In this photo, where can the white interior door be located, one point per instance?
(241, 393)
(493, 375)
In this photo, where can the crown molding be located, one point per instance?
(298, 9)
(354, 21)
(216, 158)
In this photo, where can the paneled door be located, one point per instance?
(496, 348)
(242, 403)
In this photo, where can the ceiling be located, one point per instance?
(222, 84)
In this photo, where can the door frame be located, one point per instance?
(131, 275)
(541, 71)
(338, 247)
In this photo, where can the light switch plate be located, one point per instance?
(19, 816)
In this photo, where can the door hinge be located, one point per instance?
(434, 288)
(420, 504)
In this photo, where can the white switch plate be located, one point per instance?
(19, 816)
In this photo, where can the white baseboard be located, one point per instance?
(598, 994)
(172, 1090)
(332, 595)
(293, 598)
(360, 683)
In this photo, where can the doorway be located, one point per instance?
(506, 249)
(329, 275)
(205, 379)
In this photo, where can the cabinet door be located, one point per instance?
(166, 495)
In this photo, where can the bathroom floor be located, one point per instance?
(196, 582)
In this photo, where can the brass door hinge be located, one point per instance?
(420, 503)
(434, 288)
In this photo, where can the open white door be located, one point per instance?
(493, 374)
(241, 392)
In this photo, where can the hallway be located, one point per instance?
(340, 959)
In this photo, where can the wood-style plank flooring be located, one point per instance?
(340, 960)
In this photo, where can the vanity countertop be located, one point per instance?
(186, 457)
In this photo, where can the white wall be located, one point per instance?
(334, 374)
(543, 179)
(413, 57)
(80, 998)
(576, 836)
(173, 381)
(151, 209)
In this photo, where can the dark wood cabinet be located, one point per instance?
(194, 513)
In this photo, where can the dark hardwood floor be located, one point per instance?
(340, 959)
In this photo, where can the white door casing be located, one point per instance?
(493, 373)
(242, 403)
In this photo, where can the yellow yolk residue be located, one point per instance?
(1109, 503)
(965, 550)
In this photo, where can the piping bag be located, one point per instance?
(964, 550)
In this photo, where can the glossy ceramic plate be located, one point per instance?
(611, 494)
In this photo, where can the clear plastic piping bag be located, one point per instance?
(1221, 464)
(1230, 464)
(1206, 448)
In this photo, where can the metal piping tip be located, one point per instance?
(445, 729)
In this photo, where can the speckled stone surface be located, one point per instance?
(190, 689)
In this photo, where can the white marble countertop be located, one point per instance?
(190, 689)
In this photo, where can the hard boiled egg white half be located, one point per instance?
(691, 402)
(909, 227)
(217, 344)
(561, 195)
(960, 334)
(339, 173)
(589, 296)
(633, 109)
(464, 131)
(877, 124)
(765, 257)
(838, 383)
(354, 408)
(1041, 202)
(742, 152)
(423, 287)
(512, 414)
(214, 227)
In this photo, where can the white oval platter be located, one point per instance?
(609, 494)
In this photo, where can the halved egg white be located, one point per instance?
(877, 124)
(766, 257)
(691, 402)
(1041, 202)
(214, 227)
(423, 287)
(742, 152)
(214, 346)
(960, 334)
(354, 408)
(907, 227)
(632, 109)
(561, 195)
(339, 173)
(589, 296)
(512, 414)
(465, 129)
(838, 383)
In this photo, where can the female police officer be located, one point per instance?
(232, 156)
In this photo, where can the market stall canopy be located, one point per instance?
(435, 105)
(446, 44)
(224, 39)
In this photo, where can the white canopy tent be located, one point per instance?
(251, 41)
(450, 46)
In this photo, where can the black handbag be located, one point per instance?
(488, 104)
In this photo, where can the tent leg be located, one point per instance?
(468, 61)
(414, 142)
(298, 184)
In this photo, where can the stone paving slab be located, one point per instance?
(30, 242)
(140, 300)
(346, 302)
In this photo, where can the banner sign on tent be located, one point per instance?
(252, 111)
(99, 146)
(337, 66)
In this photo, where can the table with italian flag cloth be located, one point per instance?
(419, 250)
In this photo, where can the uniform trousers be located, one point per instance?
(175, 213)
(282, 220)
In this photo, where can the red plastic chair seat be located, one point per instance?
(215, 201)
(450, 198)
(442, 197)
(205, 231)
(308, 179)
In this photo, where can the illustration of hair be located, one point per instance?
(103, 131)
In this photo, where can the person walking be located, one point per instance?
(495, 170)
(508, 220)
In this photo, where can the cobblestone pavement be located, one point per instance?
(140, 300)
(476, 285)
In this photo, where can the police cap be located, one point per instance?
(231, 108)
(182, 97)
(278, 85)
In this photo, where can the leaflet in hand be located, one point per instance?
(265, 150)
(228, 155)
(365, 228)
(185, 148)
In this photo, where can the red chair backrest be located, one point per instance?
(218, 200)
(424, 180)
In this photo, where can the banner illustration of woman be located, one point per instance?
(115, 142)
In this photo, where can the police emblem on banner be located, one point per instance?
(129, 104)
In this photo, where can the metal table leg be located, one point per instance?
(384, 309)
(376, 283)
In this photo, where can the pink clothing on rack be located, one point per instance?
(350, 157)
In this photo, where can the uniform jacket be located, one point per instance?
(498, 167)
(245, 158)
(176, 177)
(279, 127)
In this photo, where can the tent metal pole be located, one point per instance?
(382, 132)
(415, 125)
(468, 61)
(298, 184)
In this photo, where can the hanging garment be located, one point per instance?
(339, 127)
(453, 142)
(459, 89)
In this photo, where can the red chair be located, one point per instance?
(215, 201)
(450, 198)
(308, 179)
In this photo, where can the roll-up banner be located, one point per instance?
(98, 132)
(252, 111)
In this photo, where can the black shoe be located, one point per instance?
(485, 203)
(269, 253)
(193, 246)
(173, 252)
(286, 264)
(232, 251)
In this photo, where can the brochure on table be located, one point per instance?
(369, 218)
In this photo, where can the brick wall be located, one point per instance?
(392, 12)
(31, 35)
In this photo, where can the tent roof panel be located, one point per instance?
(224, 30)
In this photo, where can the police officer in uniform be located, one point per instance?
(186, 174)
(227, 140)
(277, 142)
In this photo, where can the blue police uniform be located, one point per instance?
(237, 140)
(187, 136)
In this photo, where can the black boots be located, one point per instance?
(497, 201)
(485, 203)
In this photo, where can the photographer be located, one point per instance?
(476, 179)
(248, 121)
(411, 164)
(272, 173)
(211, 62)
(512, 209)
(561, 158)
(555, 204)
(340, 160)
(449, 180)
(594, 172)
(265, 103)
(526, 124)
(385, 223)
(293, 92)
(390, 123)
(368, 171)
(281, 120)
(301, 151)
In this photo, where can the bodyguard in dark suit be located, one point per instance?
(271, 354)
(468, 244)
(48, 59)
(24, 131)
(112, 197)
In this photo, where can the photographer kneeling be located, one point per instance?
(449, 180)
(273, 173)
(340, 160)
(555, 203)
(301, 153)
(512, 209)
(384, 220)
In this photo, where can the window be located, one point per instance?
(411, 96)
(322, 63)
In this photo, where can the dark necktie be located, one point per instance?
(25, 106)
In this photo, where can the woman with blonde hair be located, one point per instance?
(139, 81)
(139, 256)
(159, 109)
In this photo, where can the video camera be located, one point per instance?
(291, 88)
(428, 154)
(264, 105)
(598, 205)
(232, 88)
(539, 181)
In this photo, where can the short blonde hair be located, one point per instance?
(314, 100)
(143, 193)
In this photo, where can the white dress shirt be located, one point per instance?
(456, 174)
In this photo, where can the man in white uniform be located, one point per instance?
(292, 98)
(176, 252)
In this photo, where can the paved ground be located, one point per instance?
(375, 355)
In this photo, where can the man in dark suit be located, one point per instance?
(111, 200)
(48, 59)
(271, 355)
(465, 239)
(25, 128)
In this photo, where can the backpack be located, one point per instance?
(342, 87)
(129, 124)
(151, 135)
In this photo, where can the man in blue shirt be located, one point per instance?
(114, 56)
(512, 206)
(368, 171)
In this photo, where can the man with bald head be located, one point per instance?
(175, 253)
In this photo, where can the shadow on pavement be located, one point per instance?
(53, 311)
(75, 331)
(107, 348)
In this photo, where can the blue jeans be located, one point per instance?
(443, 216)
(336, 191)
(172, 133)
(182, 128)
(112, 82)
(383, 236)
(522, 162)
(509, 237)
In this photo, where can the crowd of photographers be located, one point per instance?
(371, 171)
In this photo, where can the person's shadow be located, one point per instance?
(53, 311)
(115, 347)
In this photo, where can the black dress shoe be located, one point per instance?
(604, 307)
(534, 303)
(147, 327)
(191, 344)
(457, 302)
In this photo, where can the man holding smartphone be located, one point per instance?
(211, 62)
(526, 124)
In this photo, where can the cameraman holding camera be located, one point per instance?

**Assignment:** Nothing but the line with "In this photo, where can the woman" and the lines after it, through the end of the material, should appear in the output, word for word.

**Answer for the task:**
In this photo, where can the woman with blonde hair be located, one point per instance?
(139, 81)
(139, 256)
(159, 109)
In this photo, where can the video camera be located, one point per instance?
(291, 88)
(428, 154)
(264, 105)
(598, 205)
(232, 88)
(539, 181)
In this photo, where can the short blonde hair be located, one point per instance?
(314, 100)
(143, 193)
In this photo, where can the white dress shirt be located, one point per instance?
(456, 174)
In this photo, where can the man in white uniform be located, one point per instance?
(292, 98)
(176, 252)
In this photo, where can the paved ground be located, one point per instance?
(375, 355)
In this photo, where can the man in dark suit be located, one point per instance?
(111, 200)
(48, 59)
(271, 355)
(465, 239)
(25, 128)
In this photo, where can the backpack be located, one point per instance?
(342, 87)
(129, 124)
(151, 135)
In this photo, where can the man in blue shirt be located, one point per instance?
(114, 56)
(512, 206)
(368, 171)
In this photo, where can the man with bald head be located, one point per instance?
(175, 253)
In this photo, where can the shadow on pavement be located, one point per instance?
(53, 311)
(75, 331)
(107, 348)
In this photo, where can the blue jeans be located, one point per instance?
(443, 216)
(336, 191)
(172, 133)
(182, 128)
(112, 82)
(383, 236)
(522, 162)
(509, 237)
In this photo, where can the crowd of photographers be located, one point per instance?
(371, 171)
In this photo, where can the person's shadow be located, one point per instance?
(53, 311)
(115, 347)
In this photo, where can the black dress shoe be located, one point per instance?
(604, 307)
(534, 303)
(147, 327)
(191, 344)
(457, 302)
In this photo, where can the man holding smartphone be located, one point per instance?
(211, 62)
(526, 124)
In this photo, where can the cameraman holding camera be located, one point per instance?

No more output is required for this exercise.